_Extrait de page_:
C ’était il y a dix-neuf ans, en France : un président de la République exprime sa volonté de ne pas livrer à une démocratie voisine une poignée d’exilés vaincus à la condition qu’ils posent définitivement les armes et respectent les lois de la République. Le 21 avril 1985, en des termes parfaitement clairs, devant le 65e congrès de la Ligue des droits de l’homme, il affirme : « Les réfugiés italiens (...) qui ont participé à l’action terroriste avant 1981 (...) ont rompu avec la machine infernale dans laquelle ils s’étaient engagés, ont abordé une deuxième phase de leur propre vie, se sont insérés dans la société française (...). J’ai dit au gouvernement italien qu’ils étaient à l’abri de toute sanction par voie d’extradition (...) »

Accord conclu : sortie de clandestinité, et déclaration d’adresse, par avocats interposés, aux autorités concernées : Justice, police, état civil, etc. Une autre vie commence. Sans aucun doute un tel pari politique s’était fait en concertation avec le Premier ministre italien de l’époque, Bettino Craxi, soucieux de désarmer ainsi, aux sens propre et figuré, ces quelques fugitifs encore potentiellement menaçants.

Entrées d'étiquetage de position d'objets
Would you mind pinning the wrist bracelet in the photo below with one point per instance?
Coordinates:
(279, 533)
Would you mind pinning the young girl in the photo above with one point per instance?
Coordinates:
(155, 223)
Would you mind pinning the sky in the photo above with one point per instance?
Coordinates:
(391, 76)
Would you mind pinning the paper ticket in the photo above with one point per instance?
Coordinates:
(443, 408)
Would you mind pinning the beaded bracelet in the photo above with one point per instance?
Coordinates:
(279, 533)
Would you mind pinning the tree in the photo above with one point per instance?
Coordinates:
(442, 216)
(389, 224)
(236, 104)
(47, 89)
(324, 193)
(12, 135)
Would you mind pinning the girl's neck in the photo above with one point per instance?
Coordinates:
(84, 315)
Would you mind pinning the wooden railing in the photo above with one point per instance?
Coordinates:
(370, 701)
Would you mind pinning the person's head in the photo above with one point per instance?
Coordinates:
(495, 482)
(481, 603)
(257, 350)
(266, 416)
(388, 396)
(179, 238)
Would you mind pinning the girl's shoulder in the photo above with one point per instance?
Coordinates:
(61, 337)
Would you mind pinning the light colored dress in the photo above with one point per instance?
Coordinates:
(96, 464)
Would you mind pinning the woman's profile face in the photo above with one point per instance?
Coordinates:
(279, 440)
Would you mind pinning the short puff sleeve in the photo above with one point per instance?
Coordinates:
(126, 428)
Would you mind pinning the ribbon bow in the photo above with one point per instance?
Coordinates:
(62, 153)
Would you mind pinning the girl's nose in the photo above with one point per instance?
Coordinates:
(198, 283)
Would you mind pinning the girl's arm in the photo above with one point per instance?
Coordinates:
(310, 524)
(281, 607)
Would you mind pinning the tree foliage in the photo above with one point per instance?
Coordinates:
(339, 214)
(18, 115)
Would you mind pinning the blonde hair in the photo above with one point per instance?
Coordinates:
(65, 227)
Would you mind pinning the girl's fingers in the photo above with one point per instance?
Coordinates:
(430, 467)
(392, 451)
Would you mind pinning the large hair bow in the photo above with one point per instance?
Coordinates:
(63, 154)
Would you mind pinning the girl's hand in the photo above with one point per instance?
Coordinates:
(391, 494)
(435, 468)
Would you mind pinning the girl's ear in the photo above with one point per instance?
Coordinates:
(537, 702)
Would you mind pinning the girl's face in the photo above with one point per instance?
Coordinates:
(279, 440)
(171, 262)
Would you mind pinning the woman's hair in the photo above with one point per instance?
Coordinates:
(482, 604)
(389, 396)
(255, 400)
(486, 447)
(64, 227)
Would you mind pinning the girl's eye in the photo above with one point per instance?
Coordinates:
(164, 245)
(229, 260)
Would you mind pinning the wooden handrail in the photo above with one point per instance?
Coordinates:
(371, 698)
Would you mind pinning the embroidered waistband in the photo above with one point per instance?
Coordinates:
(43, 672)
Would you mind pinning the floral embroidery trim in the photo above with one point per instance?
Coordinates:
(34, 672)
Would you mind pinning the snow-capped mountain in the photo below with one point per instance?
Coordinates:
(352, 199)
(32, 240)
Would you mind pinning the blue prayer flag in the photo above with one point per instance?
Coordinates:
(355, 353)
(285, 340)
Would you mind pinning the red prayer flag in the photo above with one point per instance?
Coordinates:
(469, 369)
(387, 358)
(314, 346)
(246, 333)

_Consignes_:
(a) Dans l'extrait sur les réfugiés italiens, énumérez tout ce que ces réfugiés ont fait, selon la citation du président, après avoir participé à l'action terroriste.
(b) Répondez aux questions suivantes à partir de l'extrait sur les réfugiés italiens.
(i) À quelle date le président s'est-il exprimé ?
(ii) Devant quelle assemblée a-t-il pris la parole ?
(iii) Qui était alors le Premier ministre italien ?
(c) Résumez l'extrait sur les réfugiés italiens en deux phrases.

_Réponses rédigées_:
(a)
- Ils ont rompu avec la machine infernale dans laquelle ils s'étaient engagés.
- Ils ont abordé une deuxième phase de leur propre vie.
- Ils se sont insérés dans la société française.

(b)
(i) Le 21 avril 1985.
(ii) Devant le 65e congrès de la Ligue des droits de l'homme.
(iii) Bettino Craxi.

(c) En 1985, un président de la République française a déclaré devant la Ligue des droits de l'homme que les réfugiés italiens ayant participé à l'action terroriste avant 1981 ne seraient pas extradés s'ils posaient les armes et respectaient les lois de la République. Ces exilés sont alors sortis de la clandestinité en déclarant leur adresse aux autorités, dans le cadre d'un pari politique sans doute concerté avec le Premier ministre italien Bettino Craxi.